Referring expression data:
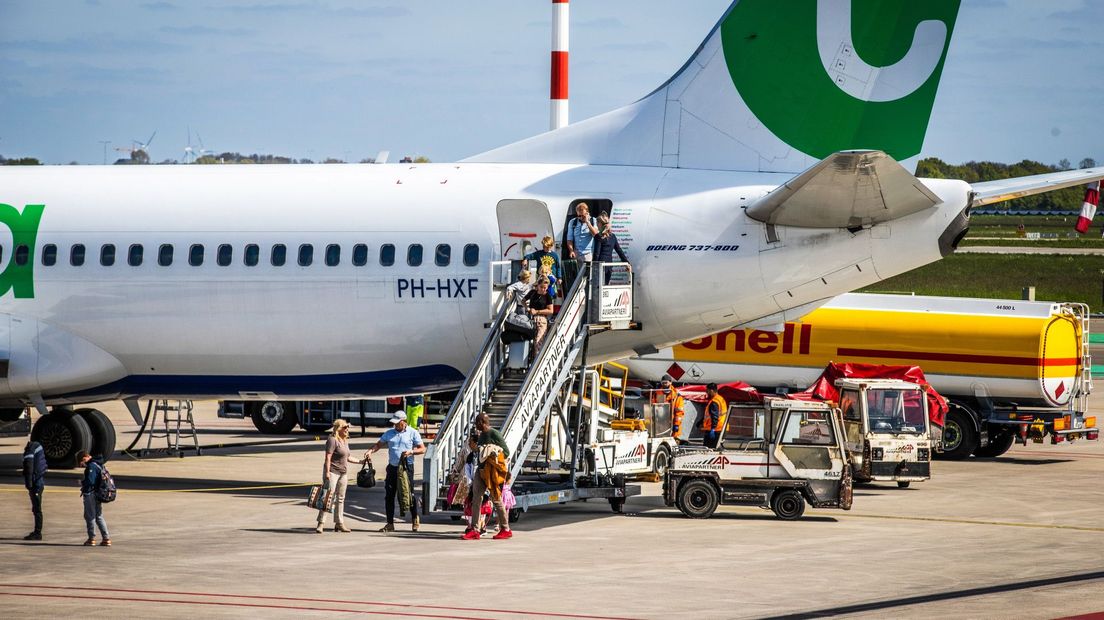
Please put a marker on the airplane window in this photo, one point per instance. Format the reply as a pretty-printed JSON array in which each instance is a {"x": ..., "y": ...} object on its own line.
[
  {"x": 49, "y": 255},
  {"x": 279, "y": 255},
  {"x": 443, "y": 255},
  {"x": 470, "y": 255},
  {"x": 195, "y": 255},
  {"x": 360, "y": 255}
]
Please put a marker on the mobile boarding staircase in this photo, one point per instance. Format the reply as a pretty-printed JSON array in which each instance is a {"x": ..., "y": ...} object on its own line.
[{"x": 533, "y": 409}]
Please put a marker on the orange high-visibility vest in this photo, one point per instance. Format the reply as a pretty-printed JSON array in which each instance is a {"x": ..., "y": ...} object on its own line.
[
  {"x": 678, "y": 405},
  {"x": 707, "y": 424}
]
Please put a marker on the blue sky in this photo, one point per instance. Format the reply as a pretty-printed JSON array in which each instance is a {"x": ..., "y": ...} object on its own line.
[{"x": 446, "y": 78}]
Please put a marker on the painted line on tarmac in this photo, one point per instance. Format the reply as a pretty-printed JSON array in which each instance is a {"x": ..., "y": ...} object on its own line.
[
  {"x": 298, "y": 599},
  {"x": 944, "y": 596},
  {"x": 211, "y": 490},
  {"x": 248, "y": 605},
  {"x": 974, "y": 522}
]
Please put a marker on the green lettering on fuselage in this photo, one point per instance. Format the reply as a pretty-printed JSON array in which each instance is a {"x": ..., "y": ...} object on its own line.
[{"x": 24, "y": 231}]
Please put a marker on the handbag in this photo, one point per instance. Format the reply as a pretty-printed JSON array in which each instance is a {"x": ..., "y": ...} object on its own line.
[
  {"x": 320, "y": 498},
  {"x": 521, "y": 324},
  {"x": 365, "y": 478}
]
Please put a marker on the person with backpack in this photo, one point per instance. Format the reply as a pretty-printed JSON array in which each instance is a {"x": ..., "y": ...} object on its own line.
[
  {"x": 94, "y": 484},
  {"x": 581, "y": 233},
  {"x": 34, "y": 479}
]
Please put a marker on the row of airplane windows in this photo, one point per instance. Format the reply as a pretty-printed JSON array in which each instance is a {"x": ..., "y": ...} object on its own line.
[{"x": 251, "y": 255}]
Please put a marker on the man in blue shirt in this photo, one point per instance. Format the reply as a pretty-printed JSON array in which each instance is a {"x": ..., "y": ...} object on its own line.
[
  {"x": 402, "y": 444},
  {"x": 34, "y": 479},
  {"x": 581, "y": 232}
]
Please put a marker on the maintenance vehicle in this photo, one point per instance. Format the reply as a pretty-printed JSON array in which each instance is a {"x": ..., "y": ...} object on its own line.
[
  {"x": 779, "y": 455},
  {"x": 1012, "y": 371},
  {"x": 887, "y": 429}
]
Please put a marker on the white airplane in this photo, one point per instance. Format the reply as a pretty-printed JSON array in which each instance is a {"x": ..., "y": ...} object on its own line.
[{"x": 735, "y": 188}]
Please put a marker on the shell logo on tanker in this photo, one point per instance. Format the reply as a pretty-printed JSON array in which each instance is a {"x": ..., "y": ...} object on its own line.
[{"x": 794, "y": 340}]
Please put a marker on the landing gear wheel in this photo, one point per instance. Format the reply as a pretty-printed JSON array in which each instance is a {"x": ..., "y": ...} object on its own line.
[
  {"x": 788, "y": 504},
  {"x": 698, "y": 499},
  {"x": 999, "y": 442},
  {"x": 62, "y": 435},
  {"x": 661, "y": 461},
  {"x": 274, "y": 417},
  {"x": 959, "y": 439},
  {"x": 103, "y": 433}
]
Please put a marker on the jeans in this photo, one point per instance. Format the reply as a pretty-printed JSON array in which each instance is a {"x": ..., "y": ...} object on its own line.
[
  {"x": 338, "y": 483},
  {"x": 35, "y": 493},
  {"x": 391, "y": 490},
  {"x": 94, "y": 516}
]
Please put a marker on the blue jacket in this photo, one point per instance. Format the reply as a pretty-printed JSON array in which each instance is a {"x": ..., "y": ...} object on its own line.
[
  {"x": 92, "y": 474},
  {"x": 34, "y": 466}
]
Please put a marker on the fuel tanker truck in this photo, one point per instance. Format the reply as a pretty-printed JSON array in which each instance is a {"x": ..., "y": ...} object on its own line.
[{"x": 1010, "y": 370}]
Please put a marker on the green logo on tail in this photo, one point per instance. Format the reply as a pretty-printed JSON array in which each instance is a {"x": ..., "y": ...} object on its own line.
[
  {"x": 24, "y": 231},
  {"x": 825, "y": 79}
]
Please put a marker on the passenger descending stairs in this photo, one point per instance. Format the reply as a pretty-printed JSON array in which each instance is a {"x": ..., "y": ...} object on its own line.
[{"x": 520, "y": 405}]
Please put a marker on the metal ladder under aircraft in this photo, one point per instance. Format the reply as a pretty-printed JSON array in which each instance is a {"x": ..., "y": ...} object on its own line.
[{"x": 533, "y": 409}]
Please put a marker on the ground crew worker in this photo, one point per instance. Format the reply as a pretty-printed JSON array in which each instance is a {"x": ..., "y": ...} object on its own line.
[
  {"x": 713, "y": 416},
  {"x": 671, "y": 396}
]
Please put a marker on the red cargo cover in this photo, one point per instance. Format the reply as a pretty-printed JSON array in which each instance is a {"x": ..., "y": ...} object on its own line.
[{"x": 824, "y": 388}]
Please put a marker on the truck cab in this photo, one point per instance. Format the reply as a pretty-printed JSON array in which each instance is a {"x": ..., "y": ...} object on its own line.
[
  {"x": 887, "y": 428},
  {"x": 778, "y": 455}
]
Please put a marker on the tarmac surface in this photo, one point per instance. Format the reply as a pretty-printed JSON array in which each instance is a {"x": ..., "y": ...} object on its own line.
[
  {"x": 1028, "y": 249},
  {"x": 226, "y": 534}
]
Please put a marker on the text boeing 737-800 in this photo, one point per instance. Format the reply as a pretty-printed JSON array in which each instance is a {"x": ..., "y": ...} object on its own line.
[{"x": 738, "y": 188}]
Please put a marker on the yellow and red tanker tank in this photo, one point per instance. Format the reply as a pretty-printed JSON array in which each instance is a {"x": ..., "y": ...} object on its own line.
[{"x": 1031, "y": 353}]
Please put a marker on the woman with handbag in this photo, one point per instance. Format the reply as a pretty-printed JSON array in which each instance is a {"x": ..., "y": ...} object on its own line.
[
  {"x": 336, "y": 473},
  {"x": 540, "y": 307}
]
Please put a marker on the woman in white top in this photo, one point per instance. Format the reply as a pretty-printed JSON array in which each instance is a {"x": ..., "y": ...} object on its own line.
[{"x": 336, "y": 473}]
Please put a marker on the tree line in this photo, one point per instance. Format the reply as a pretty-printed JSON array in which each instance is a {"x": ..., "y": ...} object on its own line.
[{"x": 1069, "y": 199}]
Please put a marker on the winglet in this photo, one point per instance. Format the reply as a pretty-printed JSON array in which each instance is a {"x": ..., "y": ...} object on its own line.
[
  {"x": 846, "y": 190},
  {"x": 990, "y": 192}
]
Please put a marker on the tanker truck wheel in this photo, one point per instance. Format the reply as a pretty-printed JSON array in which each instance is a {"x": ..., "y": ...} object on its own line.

Task statement:
Exact copy, no pictures: set down all the entries again as they stand.

The completed task:
Please put a marker on the airplane window in this photo, one point per instance. Format the reply as a pretty-printed JSON array in which each instance is a {"x": ..., "y": ...} object on its own line.
[
  {"x": 49, "y": 255},
  {"x": 279, "y": 255},
  {"x": 443, "y": 255},
  {"x": 470, "y": 255},
  {"x": 195, "y": 255},
  {"x": 360, "y": 255}
]
Please put a marker on the mobile boarding staircase in this photo, one point per instance. Format the reply as a pretty-printed JSON array in which each instance is a {"x": ..., "y": ...} object on its own line.
[{"x": 533, "y": 409}]
Please put a marker on the orange high-visibility vest in this photo, one point per instance. Format the reply as a pretty-printed JSON array in which each instance is a {"x": ..., "y": ...} object on its own line.
[
  {"x": 678, "y": 405},
  {"x": 707, "y": 424}
]
Please put a marker on the blue sky in this photo, one point per instance. Format the reply as a pretty-printed JSON array in which each instance is a {"x": ..., "y": ...} object on its own line.
[{"x": 446, "y": 78}]
Please put a marker on the painted line on tarmac in this photo, one point per instance. Format the reply as a pretty-printed JSON array in which each instance is a {"x": ..., "y": ...} object on its own line.
[
  {"x": 298, "y": 599},
  {"x": 944, "y": 596},
  {"x": 211, "y": 490},
  {"x": 248, "y": 605},
  {"x": 974, "y": 522}
]
Please put a marker on the green lettering on fuselage in this photo, one point per instance. Format the reply as a pretty-printed JSON array in which each instance is a {"x": ..., "y": ...} object on its own line.
[{"x": 24, "y": 231}]
Please put a marker on the handbag in this photo, one point per instance. Format the reply as a pretty-printed JSON array in which each instance is a {"x": ..., "y": ...} object on its own line.
[
  {"x": 320, "y": 498},
  {"x": 521, "y": 324},
  {"x": 365, "y": 478}
]
Please put a marker on the person with backpack in this photo, one point per instance. Format the reply as a pretty-printed JSON array in which each instance is a {"x": ..., "y": ...} object on its own line.
[
  {"x": 94, "y": 484},
  {"x": 581, "y": 233},
  {"x": 34, "y": 479}
]
Please put a marker on the row of airplane windows in this photo, one point per instance. Format the reply as a pretty-printed JSON array in which each instance is a {"x": ..., "y": ...} object on its own line.
[{"x": 251, "y": 255}]
Please put a marker on the man in blue shirt in this photo, one point per instance. Format the reply as a pretty-printed JSON array in which each instance is a {"x": ..., "y": ...} object on its own line.
[
  {"x": 402, "y": 444},
  {"x": 34, "y": 479},
  {"x": 581, "y": 232}
]
Please put a marker on the maintenance vehicle in this photo, one point per instance. Format the reply as a pretty-printed JSON array in which each instance is a {"x": ..., "y": ...} object on its own line.
[
  {"x": 779, "y": 455},
  {"x": 1012, "y": 371},
  {"x": 887, "y": 429}
]
Please put a marker on the white airplane in this photo, one point per instance. Format the reply as a pretty-printed JSON array in which each instance is a {"x": ..., "y": ...} object on its own line.
[{"x": 735, "y": 188}]
Please put a marker on the shell logo on tanker in this photo, one point per instance. Format the reply as a pretty-printed JSON array in which each instance is a {"x": ..., "y": ...} object on its own line.
[{"x": 794, "y": 340}]
Please put a marker on the landing gear wheel in this photo, one point per instance. Format the reply as a pretty-printed JSON array in which each instance is a {"x": ..., "y": ...} object on its own line.
[
  {"x": 788, "y": 504},
  {"x": 698, "y": 499},
  {"x": 999, "y": 442},
  {"x": 62, "y": 435},
  {"x": 661, "y": 461},
  {"x": 274, "y": 417},
  {"x": 959, "y": 439},
  {"x": 103, "y": 433}
]
Please put a marker on the jeans in this photo, one point per instance. Format the reply as a pretty-printed JSON array in which each instance is a {"x": ..., "y": ...} object on its own line.
[
  {"x": 338, "y": 483},
  {"x": 35, "y": 493},
  {"x": 391, "y": 490},
  {"x": 94, "y": 516}
]
Please put a marker on the blue jacket in this photo, one point per instance. Format the reply as a pretty-printed JSON array in which each instance is a {"x": ..., "y": ...} object on its own line.
[
  {"x": 92, "y": 474},
  {"x": 34, "y": 466}
]
Please put a marker on the fuel tanker truck in this photo, one point per instance. Format the reply as a pretty-printed JSON array in which each instance is a {"x": ..., "y": ...} object on its own line.
[{"x": 1010, "y": 370}]
Please put a marker on the green logo on tail in this photo, one point per instance. Format the reply as a pretty-printed JSON array in which each instance is a {"x": ..., "y": ...} object on its own line.
[
  {"x": 24, "y": 231},
  {"x": 825, "y": 79}
]
Please put a marker on the passenger descending stairs in this photo, one point per instance. Format the reply as a pretty-printed JSON array in which each instance is a {"x": ..., "y": ...} object on its own line.
[{"x": 520, "y": 405}]
Please put a marker on the metal ladder under aircraft in this photo, one point per instance. Format the reply as a pretty-printed JSON array in which each instance is a {"x": ..., "y": ...} object on its own line.
[{"x": 533, "y": 409}]
Please put a marker on the ground crew worker in this photo, one point per instance. Format the reply as a pretty-printed JSON array in which each instance is a {"x": ..., "y": ...} object on its own line.
[
  {"x": 713, "y": 416},
  {"x": 671, "y": 396}
]
Please put a marker on the red cargo cover in this photo, one point per instance. Format the reply as a pretty-printed JSON array in which each instance is a {"x": ..., "y": ...} object on its own line.
[{"x": 824, "y": 388}]
Please put a marker on the truck cab in this photo, one point per instance. Format the reply as a pretty-printed JSON array in which each instance is a {"x": ..., "y": ...} object on its own line.
[
  {"x": 887, "y": 428},
  {"x": 778, "y": 455}
]
Please put a marker on the tarmac surface in this photo, one point per instance. Format the reply as a pretty-printed JSON array in which each instance is a {"x": ..., "y": ...} object on its own line.
[
  {"x": 1028, "y": 249},
  {"x": 226, "y": 534}
]
Please put a marker on the text boeing 737-800 in this photo, one point per instance. Format the reply as a pretty-printed JSON array in which each instance is a {"x": ..., "y": ...} object on its own line.
[{"x": 738, "y": 188}]
Please put a marker on the yellow and red tanker tank in this photo, one point per instance. Format the reply as a pretty-printed JSON array in which each instance is a {"x": ..., "y": ...} object on its own line.
[{"x": 1031, "y": 353}]
Please put a marker on the woman with handbag in this photo, one point per instance. Format the reply as a pretty-printed JSON array in which each instance is a {"x": ..., "y": ...} object on its own line.
[
  {"x": 336, "y": 473},
  {"x": 540, "y": 307}
]
Please put a marker on the woman in white top in this photo, one point per instance. Format the reply as a pretty-printed JSON array in which each instance is a {"x": ..., "y": ...} object on its own line.
[{"x": 336, "y": 473}]
Please put a marker on the tree line in this photo, one point per instance. Format the reply as a pretty-printed JSON array in which each instance is a {"x": ..., "y": ...} object on its own line.
[{"x": 1069, "y": 199}]
Please put a marker on the winglet in this photo, one point per instance. Format the reply as a pretty-printed JSON array in which each instance is a {"x": ..., "y": ...} object on its own line.
[
  {"x": 846, "y": 190},
  {"x": 990, "y": 192}
]
Please put a marker on the tanker truck wheel in this photo, one point per instance. Format the reply as a pretty-printed JSON array in which each instance is a {"x": ..., "y": ...} object on its own line.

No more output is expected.